▶ DATA FOR ANALYSIS:
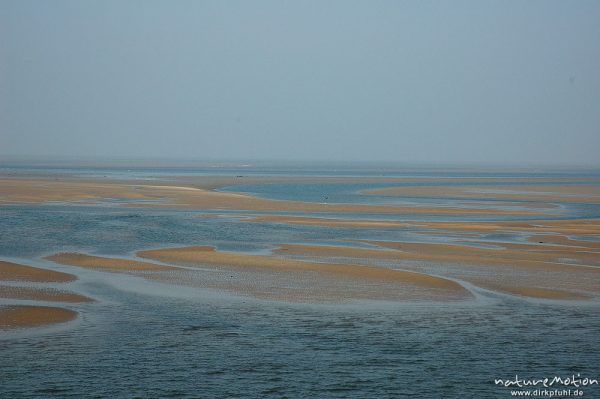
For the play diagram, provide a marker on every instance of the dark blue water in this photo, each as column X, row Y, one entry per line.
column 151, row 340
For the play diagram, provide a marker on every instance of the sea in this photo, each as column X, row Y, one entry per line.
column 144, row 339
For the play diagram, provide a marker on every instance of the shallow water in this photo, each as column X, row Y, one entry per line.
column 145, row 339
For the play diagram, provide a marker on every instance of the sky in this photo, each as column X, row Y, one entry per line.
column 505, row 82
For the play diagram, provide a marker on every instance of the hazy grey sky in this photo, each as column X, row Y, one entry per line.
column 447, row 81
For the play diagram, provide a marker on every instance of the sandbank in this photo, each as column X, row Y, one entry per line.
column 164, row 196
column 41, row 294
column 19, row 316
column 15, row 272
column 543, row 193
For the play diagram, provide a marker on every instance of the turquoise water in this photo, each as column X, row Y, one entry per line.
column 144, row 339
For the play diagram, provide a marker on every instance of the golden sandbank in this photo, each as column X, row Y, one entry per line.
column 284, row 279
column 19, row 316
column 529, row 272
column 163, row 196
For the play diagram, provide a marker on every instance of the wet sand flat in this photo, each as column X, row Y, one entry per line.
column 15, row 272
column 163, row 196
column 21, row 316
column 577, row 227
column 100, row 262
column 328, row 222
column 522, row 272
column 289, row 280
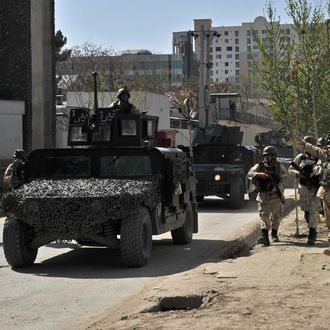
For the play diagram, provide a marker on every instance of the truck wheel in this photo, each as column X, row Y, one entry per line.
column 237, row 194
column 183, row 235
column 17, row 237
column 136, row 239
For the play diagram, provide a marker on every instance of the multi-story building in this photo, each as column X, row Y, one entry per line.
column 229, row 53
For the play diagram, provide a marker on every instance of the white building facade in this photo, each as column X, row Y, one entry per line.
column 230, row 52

▶ TASK STATEMENT: Please reproduce the data above word for word, skipping all images.

▶ RESPONSE BELOW:
For the play diagram, provide a marker on every instance of the dark blue water in this photo, each as column X, row Y, one entry per line.
column 151, row 340
For the play diagram, provide a marker on every instance of the sea in this photo, each as column X, row Y, one entry per line.
column 144, row 339
For the play diagram, provide a marker on every instance of the shallow water in this photo, each as column X, row Y, one entry per line.
column 145, row 339
For the play diagram, provide a marker on every instance of the sky in this photo, each as column X, row Y, one entry per line.
column 505, row 82
For the play diagram, provide a marker on every instance of the hazy grey sky in this photo, each as column X, row Y, one entry per line.
column 447, row 81
For the play diagram, provide a marker on every instance of the sandbank in this photo, each as column X, row Y, one entry per line.
column 164, row 196
column 41, row 294
column 19, row 316
column 15, row 272
column 543, row 193
For the play diagram, provide a marker on every instance of the turquoise water in this photo, each as column X, row Y, one entry per line.
column 144, row 339
For the play diagram, provide a marker on every instance of the golden sandbank in this photo, each as column X, row Y, one entry per line.
column 284, row 279
column 19, row 316
column 529, row 272
column 163, row 196
For the play diagram, provide a marker on every instance of the wet sand flat in this photo, each as column X, row Y, one entry per line.
column 15, row 272
column 163, row 196
column 21, row 316
column 577, row 227
column 100, row 262
column 328, row 222
column 522, row 272
column 289, row 280
For the play diagram, provide a marker on every instance of the truck wheel in this photo, each as column X, row Y, one entry per line.
column 237, row 194
column 183, row 235
column 17, row 237
column 136, row 239
For the play diagram, provide a marker on every instance of the multi-story building in this photo, each as column X, row Y, one entry per line.
column 229, row 53
For the play diagram, provide a marker on every instance of the white building facade in this photo, each as column X, row Y, one entry per line.
column 230, row 52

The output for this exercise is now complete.